Texte extrait ->
Cette semaine, j'ai essayé une Moto Guzzi 1000 SP de 1978. Je vous explique pourquoi cette moto est importante.
Fut un temps où une grande partie des motards roulait vraiment. Voyages, vacances, concentrations, rassemblements divers, ça taillait la route par tous les temps. Moto Guzzi décide de répondre à cette clientèle avec cette 1000 SP, qui revendiquait deux atouts majeurs : un carénage étudié dans la soufflerie de Mandello, et surtout un freinage intégral repris de la 850 T3. Ca, c'était vraiment génial : grâce à un circuit dédoublé (la pédale de frein commandait aussi le disque avant gauche), la force de freinage était mieux répartie (en gros : 70 % sur l'avant, 30 % sur l'arrière) et des tests menés par des médias montraient qu'à la vitesse diabolique de 100 km/h, la 1000 SP s'arrêtait en 44 mètres quand la concurrence en demandait 60. Seize mètres d'écart : un autobus ! On sera moins dythirambique sur le fameux carénage "étudié en soufflerie", avec des remous d'air sur le ventre et, quand il pleut, de l'eau qui vous remonte directement sur le menton. Par contre, il est efficace : la vitesse de pointe était quasiment la même en position assise ou "couchée".
Moto Guzzi 1000 SP : sa vie, son oeuvre
La Moto Guzzi 1000 SP a été produite pendant une décennie, de 1978 à 1987, avec assez peu d'évolutions techniques. Sur le plan cosmétique, par contre, Moto Guzzi a fait évoluer son apparence. En 1980, la SP devient NT (nuovo typo) avec des silencieux plus efficaces et une selle plus épaisse. En 1984, la SP évolue en SP2, qui est un assemblage assez peu convaincant, et sa carrière sera d'ailleurs en demi-teinte. Guzzi joue au puzzle et cette SP2 reprend la fourche rallongée de la California, ce qui dégrade d'ailleurs le comportement routier de l'engin, avec en plus une improbable roue avant de 16 pouces (c'était la mode !).
En 1988, la SP3 rompt la lignée : nouveau carénage intégral fixé au cadre, phare rectangulaire, allumage électronique, carburateurs de 36 mm, moteur porté à 71 chevaux. Mais au même moment, la montée en puissance des BMW K 100 LT et Kawasaki 1000 GTR mettent un coup de vieux à cette Guzzi, pourtant pleine de charme...
A son lancement, la 1000 SP était une moto chère : 25050 F en 1978, à comparer aux 22000 F d'une plus puissante Yamaha 1100 XS ou aux 15900 F d'une Honda CB 750 K7.
Moto Guzzi 1000 SP : 3 choses qui m'ont fait kiffer
Une grosse Guzzi, ça a quelque chose d'intemporel : deux cylindres qui pointent vers le ciel, une sonorité pleine et atypique à la fois, des aptitudes routières rarement démenties. Pourtant vieille de 32 ans, cette 1000 SP dévoile un joli caractère. Voici trois choses qui m'ont fait kiffer...
- J'ai adoré le côté absolument kitsch de l'instrumentation : son gros tableau de bord noyé dans un bloc de plastique noir, les compteurs à fond bleu, les voyants colorés. Ca fait tellement seventies ! Bizarrement, il manque quand même une jauge à essence même si avec 24 litres, on a le temps de voir venir...

Extrait de référence ->
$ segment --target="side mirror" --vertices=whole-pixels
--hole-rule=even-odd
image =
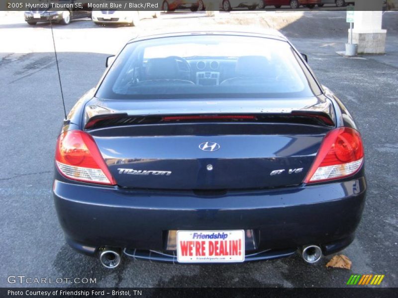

Travail demandé ->
1. D'après le texte sur la Moto Guzzi 1000 SP, quel était le prix de cette moto à son lancement en 1978 ?
2. Recopiez le passage du texte sur la Moto Guzzi 1000 SP qui va de « En 1988, la » jusqu'à « Honda CB 750 K7. ».

Réponses successives ->
1. Elle coûtait 25050 F.

2.
En 1988, la SP3 rompt la lignée : nouveau carénage intégral fixé au cadre, phare rectangulaire, allumage électronique, carburateurs de 36 mm, moteur porté à 71 chevaux. Mais au même moment, la montée en puissance des BMW K 100 LT et Kawasaki 1000 GTR mettent un coup de vieux à cette Guzzi, pourtant pleine de charme...
A son lancement, la 1000 SP était une moto chère : 25050 F en 1978, à comparer aux 22000 F d'une plus puissante Yamaha 1100 XS ou aux 15900 F d'une Honda CB 750 K7.